__Data to examine__.
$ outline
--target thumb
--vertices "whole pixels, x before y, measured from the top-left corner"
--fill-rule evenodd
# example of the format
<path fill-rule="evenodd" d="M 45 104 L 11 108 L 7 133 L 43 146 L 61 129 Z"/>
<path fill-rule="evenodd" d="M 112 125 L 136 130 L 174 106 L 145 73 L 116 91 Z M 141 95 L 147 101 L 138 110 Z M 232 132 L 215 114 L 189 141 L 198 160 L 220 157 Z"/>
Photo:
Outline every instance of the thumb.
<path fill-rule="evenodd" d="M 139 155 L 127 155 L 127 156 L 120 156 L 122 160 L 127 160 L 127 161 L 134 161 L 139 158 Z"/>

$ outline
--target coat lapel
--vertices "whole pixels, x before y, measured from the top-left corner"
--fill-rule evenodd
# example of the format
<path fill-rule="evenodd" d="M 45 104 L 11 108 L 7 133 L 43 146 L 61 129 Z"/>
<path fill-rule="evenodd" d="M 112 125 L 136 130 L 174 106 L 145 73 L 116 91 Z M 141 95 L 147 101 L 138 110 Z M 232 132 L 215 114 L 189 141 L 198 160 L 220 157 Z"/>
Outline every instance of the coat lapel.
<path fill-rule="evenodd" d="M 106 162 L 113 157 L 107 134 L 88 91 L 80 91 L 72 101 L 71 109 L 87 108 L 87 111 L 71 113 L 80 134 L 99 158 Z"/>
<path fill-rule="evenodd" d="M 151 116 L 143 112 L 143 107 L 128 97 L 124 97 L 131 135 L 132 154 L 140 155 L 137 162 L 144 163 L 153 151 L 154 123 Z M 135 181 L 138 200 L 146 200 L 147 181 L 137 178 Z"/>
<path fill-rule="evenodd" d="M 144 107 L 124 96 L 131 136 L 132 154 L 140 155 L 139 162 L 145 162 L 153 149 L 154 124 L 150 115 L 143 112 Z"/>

__Directions__.
The entries above are to be copied word for word.

__Output of the exercise__.
$ outline
--target thumb
--vertices "whole pixels, x before y, measured from the top-left corner"
--fill-rule evenodd
# example of the format
<path fill-rule="evenodd" d="M 45 104 L 11 108 L 7 133 L 43 146 L 61 129 Z"/>
<path fill-rule="evenodd" d="M 112 125 L 136 130 L 174 106 L 145 73 L 116 91 Z M 141 95 L 147 101 L 138 110 Z M 232 132 L 215 114 L 189 141 L 198 160 L 220 157 Z"/>
Photo:
Outline every instance of the thumb.
<path fill-rule="evenodd" d="M 139 155 L 127 155 L 127 156 L 120 156 L 122 160 L 127 160 L 127 161 L 134 161 L 139 158 Z"/>

$ outline
--target coat lapel
--vertices "whole pixels, x before y, measured from the top-left corner"
--fill-rule evenodd
# example of the format
<path fill-rule="evenodd" d="M 45 104 L 11 108 L 7 133 L 43 146 L 61 129 Z"/>
<path fill-rule="evenodd" d="M 112 125 L 136 130 L 174 106 L 145 73 L 116 91 Z M 141 95 L 147 101 L 138 110 Z M 232 132 L 215 114 L 189 141 L 198 160 L 220 157 Z"/>
Outline every instance of the coat lapel.
<path fill-rule="evenodd" d="M 106 162 L 113 157 L 107 134 L 88 91 L 80 91 L 72 101 L 71 109 L 87 108 L 87 111 L 71 113 L 80 134 L 99 158 Z"/>
<path fill-rule="evenodd" d="M 151 116 L 143 112 L 143 107 L 128 97 L 124 97 L 131 135 L 132 154 L 140 155 L 137 162 L 144 163 L 153 151 L 154 123 Z M 135 181 L 138 200 L 146 200 L 147 181 L 137 178 Z"/>
<path fill-rule="evenodd" d="M 144 107 L 124 96 L 131 136 L 132 154 L 140 155 L 139 162 L 145 162 L 153 149 L 154 124 L 150 115 L 143 112 Z"/>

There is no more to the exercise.